Today, I came home from coffee with a friend to find two plants missing — yanked out of the bare earth, roots still stuck in the ground. You’d think the kind of person who steals flowers right out of someone else’s dirt wouldn’t care about flowers to begin with. Well, I swore I’d win, so I’ll just replant something else. And pick up the trash that has collected inside the planter again. 95% of the people who walk by admire the flowers, especially as they get bigger and grow in number as the days go by. So for them, I will persevere.
Fuck the vandals and thieves. They’ll be gone within the year anyhow.
The people on Curbed are jerks. Everyone, especially those who haven’t been to Bushwick in 6-7 years, or even two years, are quick to shit on our hood, while those who live here scramble to defend our turf. I chimed in (it’s response #67 if the anchor doesn’t work) thusly:
You people are douchebags. Bushwick is great. We have great pizza (yes, made by Italians…from Italy), we have hipster junk, we have architecture, we have parks, we are minutes from Union Square on the L. This place is not any kind of warzone. I don’t know anyone who was so much as threatened, let alone mugged, and I live halfway to Myrtle — a good 7-10 minute walk to either Morgan or Jeff on the L. My neighbors throw cool parties, we have BBQs, and when it snowed, the old man across the street showed this Miami boy how to shovel snow. The corner bodega is a laugh riot and they have magnificent FLORIDA avocadoes for a buck (not those sad little California things).
Every day more new faces stream in front of my house. Hipsters and other, uh, non-Bushwick-natives are moving into buildings and houses deep into the neighborhood now — the bombed-out artist warehouse phase of Bushwick is done.
Hmph.
Guess what, people? Bushwick has the best pizza in New York. I know this because I have had the pizza in my family’s old neighborhood in the Bronx, on Arthur Avenue, and that is the best pizza in the city. My father won’t believe me when I tell him I have found even better.

Bounding-box data
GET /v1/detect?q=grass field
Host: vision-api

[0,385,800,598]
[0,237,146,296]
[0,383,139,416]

◆ **What is being asked**:
Can you write the next part of the Bushwick blog post, starting after its last sentence? The bounding-box data come from a separate source.

◆ **Answer to this task**:
Fortunata’s II (a new location of Fortunata’s from Ridgewood) at 305 Knickerbocker has real pepperoni (not that spongy Hormel junk that Tony’s down the block serves from a bucket) and the lightest, crispiest crust I have ever had. In my life. The owners and the workers are all Italian. Like, from Italy. And if you are lucky enough to get a zeppole fresh out of the fryer, you are having a very good day.
The prices are ridiculously low. Three slices of pizza, a pepperoni roll, two drinks, and 4 zeppole cost $12. A whole large pie is $12. You can’t go wrong here. Now go!
It’s actually the first full day in the life of my new sidewalk garden, which yesterday was a dry gray patch of dirt, a raggedy old stump, and gray concrete bricks. It’s now has a new, budding tree, blue and white amaryllis bulbs waiting to burst with color, and a few other wispy grassy flowers, with the gray concrete blocks reincarnated as a temporary wall. My neighbor says “they” always steal his flowers, but I figured, mine are so small, what would be the point?
Well I of course woke up 4 times last night to look out the window and check on my babies. All good. Then this afternoon I look outside, and some punk pushed one of the blocks on top of one of the plants. No big deal — I put the hearty ones on the edges. I put everything right, picked up all the trash that had accumulated for the day, and went back inside.
I will win this fight. Let Bushwick be green!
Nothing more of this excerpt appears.